• [Problem description] Please convert every line of the listing below into a JSON list of strings, one string per line, omitting blank lines and leaving out the pictures.

• [Given data]
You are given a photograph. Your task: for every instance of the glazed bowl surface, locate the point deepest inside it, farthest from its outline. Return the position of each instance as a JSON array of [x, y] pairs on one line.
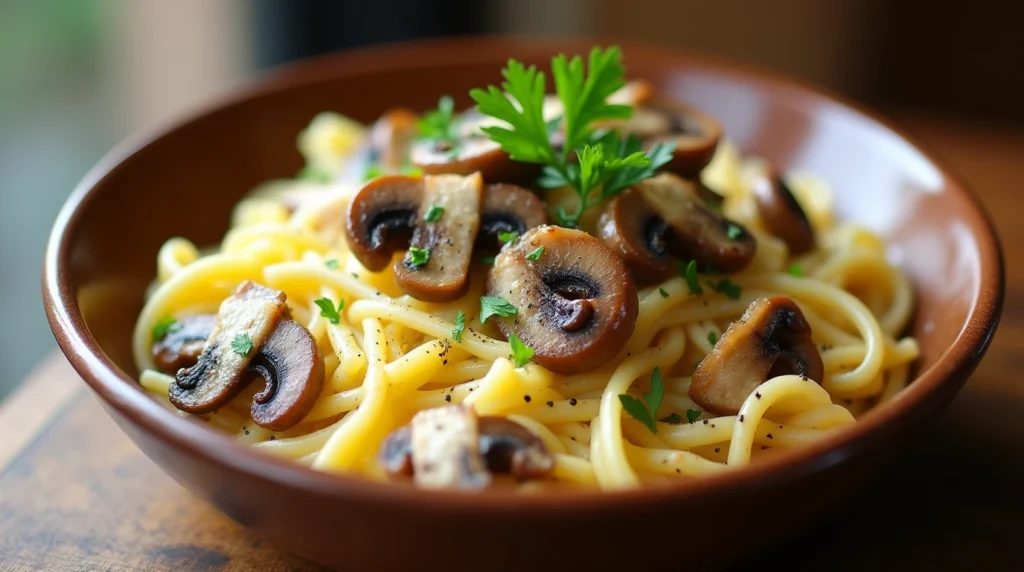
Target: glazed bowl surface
[[184, 179]]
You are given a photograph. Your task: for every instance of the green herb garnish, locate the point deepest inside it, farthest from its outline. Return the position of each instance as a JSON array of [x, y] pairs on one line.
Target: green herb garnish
[[242, 344], [328, 310], [496, 306], [645, 411], [434, 213], [521, 353], [165, 325], [418, 257]]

• [Expected output]
[
  "You are given a photograph. Your task: for every instance of the glazed bowl surface, locate the point deepest inside it, farthest from its outline. Return the position of each instance as a JSON array of [x, y] pairs on one line.",
  "Target: glazed bowl surface",
  "[[184, 179]]",
  "You are given a photograph. Your task: for every instance of the green herb garnish, locate the point deepest inside it, farthest from its outline. Return the position of each instance as a JSON array of [x, y] pairs on one line.",
  "Target: green herb garnish",
  "[[242, 344], [328, 310], [496, 306], [645, 411], [434, 213], [521, 353], [165, 325], [418, 257]]"
]